Hence, it largely falls to stock selection.  The bit not explained by key fundamental factors, or not explained by beta (if only using PCA for average manager vs index) or the higher order Eigenvalue PCA components if looking at the cross section of the index and the manager universe - although this is hard because the universe changes. So it's still weird.

3. Great question.  I do not know.  But apart from Low Vol and a few exceptions like this, most of these guys are seeking to outperform the index in absolute terms.  They have risk stats all over the place.  Aggregate beta is generally close to 1 although this varies a lot with some at 0.7 ex post, to others in the 1.1 range.  Risk adjusted or not, insto is taking money out of the market.  I guess you are arguing a segmentation approach may exist...insto seeks one type of risk-reward outcome and others in the market seek another and all can be happy because it's not win-lose but win-win.  That's certainly a viable explanation, but why is Australia out of whack with the rest of world?  Presumably the rest of world has the same segmentation arguments as well and their mix of objectives should not (I guess) be that different to what exists in Aust.  Aust managers are seeking to beat the index and, typically, each other.  Bottom line is that they are taking money out of the market vs others.  In general these others presumably don't intend to lose money vs rest of market on average.  Yet they are....in Australia.

4. Craft has argued that this may be due to a capitalisation banding issue.  McLovin has indicated that his edge lies in his participation in stocks below the radar on the basis of capitalisation.

Craft's argument says that the Small Cap managers might be outperforming.  Because of index overlap with large cap in the ASX 100-200, it is possible that the Small Caps outperform and take alpha off the Large caps and that they can also outperform.  However, this still results in the outcome that insto is outperforming in aggregate vs rest of market even if Small cap insto is taking money off large cap insto in this example (and the obverse of large cap taking money off small cap and both outperforming can also exist).  Either way you take this argument, insto is taking money over others.  This extends to the micro caps as well.  A range that extends below the level of even McLovin's search zone.  Hence, we really can't argue along the lines that it is below the radar.  At every capitalisation band, insto is taking money off the rest of the market.

EXERCISE DETAILS.
In the forum excerpt on fund manager returns, how does aggregate beta vary?

Source data:
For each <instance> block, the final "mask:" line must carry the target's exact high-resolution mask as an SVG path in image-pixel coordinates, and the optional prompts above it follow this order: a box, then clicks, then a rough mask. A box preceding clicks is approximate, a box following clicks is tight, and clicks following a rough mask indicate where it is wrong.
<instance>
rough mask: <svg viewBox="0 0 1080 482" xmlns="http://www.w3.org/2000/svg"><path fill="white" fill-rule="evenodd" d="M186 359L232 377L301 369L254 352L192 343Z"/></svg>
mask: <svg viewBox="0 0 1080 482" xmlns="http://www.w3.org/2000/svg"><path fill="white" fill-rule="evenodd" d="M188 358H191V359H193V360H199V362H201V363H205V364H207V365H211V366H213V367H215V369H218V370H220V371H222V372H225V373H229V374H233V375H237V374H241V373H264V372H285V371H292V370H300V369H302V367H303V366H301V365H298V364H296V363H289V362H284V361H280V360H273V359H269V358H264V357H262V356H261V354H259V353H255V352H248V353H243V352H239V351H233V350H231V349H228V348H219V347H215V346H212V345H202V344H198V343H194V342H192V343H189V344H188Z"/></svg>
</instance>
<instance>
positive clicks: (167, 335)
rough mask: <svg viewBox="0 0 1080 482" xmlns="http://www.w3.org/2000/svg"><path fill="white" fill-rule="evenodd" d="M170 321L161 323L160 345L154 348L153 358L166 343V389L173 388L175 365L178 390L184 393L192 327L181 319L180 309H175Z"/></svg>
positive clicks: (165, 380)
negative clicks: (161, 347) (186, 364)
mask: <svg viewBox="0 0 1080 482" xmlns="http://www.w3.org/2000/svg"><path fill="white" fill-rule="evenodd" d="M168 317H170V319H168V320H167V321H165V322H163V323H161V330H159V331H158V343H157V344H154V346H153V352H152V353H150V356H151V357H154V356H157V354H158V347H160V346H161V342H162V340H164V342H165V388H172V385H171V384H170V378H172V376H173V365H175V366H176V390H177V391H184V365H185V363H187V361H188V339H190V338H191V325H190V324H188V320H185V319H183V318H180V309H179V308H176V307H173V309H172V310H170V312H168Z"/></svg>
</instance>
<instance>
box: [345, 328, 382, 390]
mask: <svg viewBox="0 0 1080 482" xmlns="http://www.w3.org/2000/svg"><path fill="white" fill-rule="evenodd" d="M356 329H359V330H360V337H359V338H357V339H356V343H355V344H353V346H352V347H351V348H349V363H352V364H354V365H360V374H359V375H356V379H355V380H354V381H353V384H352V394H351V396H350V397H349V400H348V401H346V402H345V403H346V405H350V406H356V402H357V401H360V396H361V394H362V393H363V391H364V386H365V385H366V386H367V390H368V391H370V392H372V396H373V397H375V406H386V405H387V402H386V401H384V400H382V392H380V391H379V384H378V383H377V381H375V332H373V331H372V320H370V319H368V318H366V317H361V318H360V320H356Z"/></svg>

EXERCISE OUTPUT.
It is generally close to 1, with some at 0.7 ex post and others in the 1.1 range.